Do this: Rewrite the lines below, changing every "Drop one point per instance" to "Mark one point for each instance" and keeping everything else the same.

The data:
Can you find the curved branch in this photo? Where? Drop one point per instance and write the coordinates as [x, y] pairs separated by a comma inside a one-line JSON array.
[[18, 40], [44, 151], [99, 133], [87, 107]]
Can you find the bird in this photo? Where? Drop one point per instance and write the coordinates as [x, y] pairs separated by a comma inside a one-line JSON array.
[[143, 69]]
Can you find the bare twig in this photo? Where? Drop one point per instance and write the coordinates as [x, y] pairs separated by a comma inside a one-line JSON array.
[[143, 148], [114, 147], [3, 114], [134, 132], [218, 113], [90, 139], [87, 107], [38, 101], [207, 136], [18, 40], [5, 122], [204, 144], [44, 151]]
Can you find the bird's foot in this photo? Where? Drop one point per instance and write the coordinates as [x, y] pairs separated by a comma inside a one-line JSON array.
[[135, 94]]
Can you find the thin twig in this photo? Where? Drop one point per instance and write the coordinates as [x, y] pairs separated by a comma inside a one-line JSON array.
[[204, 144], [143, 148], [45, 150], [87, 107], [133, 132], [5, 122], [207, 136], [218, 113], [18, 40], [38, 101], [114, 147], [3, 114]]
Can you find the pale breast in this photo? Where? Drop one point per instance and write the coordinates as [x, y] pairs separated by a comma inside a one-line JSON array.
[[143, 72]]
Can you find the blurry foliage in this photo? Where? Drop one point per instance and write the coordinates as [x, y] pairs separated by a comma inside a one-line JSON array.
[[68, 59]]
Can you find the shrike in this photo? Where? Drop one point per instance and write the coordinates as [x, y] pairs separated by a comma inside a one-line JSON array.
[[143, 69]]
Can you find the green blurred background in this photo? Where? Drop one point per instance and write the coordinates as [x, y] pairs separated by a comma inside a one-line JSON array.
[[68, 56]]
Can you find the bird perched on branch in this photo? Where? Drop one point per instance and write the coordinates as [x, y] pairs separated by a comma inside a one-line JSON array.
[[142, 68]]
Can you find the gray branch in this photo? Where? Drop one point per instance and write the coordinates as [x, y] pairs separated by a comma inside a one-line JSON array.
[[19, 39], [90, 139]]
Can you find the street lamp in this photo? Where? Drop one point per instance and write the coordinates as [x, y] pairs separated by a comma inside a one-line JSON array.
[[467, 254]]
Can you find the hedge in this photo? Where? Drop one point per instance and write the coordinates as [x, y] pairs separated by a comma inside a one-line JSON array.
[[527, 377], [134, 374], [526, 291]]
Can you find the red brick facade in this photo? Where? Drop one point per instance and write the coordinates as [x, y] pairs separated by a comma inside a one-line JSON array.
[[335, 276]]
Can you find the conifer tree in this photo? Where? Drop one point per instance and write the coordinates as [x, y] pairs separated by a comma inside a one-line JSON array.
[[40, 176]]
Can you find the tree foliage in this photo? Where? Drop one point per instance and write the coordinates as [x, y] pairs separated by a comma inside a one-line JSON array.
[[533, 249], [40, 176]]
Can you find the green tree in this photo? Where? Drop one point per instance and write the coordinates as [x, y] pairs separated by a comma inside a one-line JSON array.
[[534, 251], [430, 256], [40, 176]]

Correct result:
Can you find the curved branch in this photo? Where? Mark one point for each instance and write the coordinates as [x, y] pairs separated by a comma inside a one-line JSON array.
[[18, 40], [44, 151], [99, 133], [87, 107]]
Can you find the bird in this photo? Where? Mark one point for each instance and write the coordinates as [x, y] pairs separated by a comma inside a one-line JSON array.
[[143, 69]]
Can you find the bare twig in this photo? Where? Mark one point for each instance and write the coordinates as [x, y] pairs separated by a comma inside a one-line JSON array.
[[143, 148], [114, 147], [3, 114], [134, 132], [218, 113], [90, 139], [87, 107], [38, 101], [207, 136], [18, 40], [5, 122], [204, 144], [44, 151]]
Can you find the bird's foot in this photo? Where? Mark one point for each instance and write the coordinates as [x, y] pairs separated by a comma inside a one-line JSON array.
[[135, 94]]
Can you find the thin twig in this photo? Where? Mark one point for each instance and write the coordinates as [x, y] pairs separated by a comma inside a one-line JSON array.
[[204, 144], [143, 148], [45, 150], [87, 107], [133, 132], [5, 122], [207, 136], [218, 113], [18, 40], [38, 101], [114, 147], [3, 114]]
Can you find the pale breast in this photo? Where? Mark one point for each instance and write the coordinates as [x, y] pairs separated by a comma inside a one-line JSON array.
[[143, 72]]
Can you find the blurry foliage in this photo? Where? Mark one point for each instance and write the coordinates as [x, y] pairs separated by a comma inside a one-line JSON array.
[[68, 59]]
Can you find the shrike in this photo? Where? Mark one point for each instance and write the coordinates as [x, y] pairs separated by a comma inside a one-line JSON array.
[[143, 69]]
Can you find the green blurred background in this photo? Where? Mark one point for each instance and write the coordinates as [x, y] pairs separated by a comma inside a one-line JSON array.
[[68, 56]]
Can you find the bird perched on branch in this photo? Where? Mark one point for each instance and write the coordinates as [x, y] pairs separated by a comma inside a one-line JSON array.
[[142, 68]]
Can you find the gray branch in this photo? Where? Mark one point for each instance and write the coordinates as [x, y] pairs separated by a comma inside a one-line JSON array.
[[19, 39], [90, 139]]
Can you find the street lamp in this photo? Where? Mark one point for each instance and write the coordinates as [x, y] pairs separated by a comma inside a one-line JSON array.
[[467, 254]]
Can you find the hedge in this photo? Where? Mark one point for each instance and write the coordinates as [x, y] pairs separated by a comma inside a one-line JSON array.
[[527, 377], [134, 374], [526, 291]]
Can you find the red brick facade in this photo? Where? Mark one point for each instance and write the coordinates as [x, y] pairs separated by a comma inside a one-line JSON array.
[[335, 276]]
Can you find the conifer tree in this photo? Where? Mark one point for each instance and write the coordinates as [x, y] pairs separated by a comma inside a one-line JSON array.
[[40, 176]]
Can you find the tree foliage in this photo? Where? Mark one point for each instance and write the coordinates as [x, y] pairs separated by a comma inside a one-line JSON array.
[[533, 249], [40, 176]]
Can you find the green tree in this photo? Where? Mark one point for each instance and write the coordinates as [x, y] pairs separated by a comma inside a one-line JSON array.
[[534, 251], [430, 256], [40, 176]]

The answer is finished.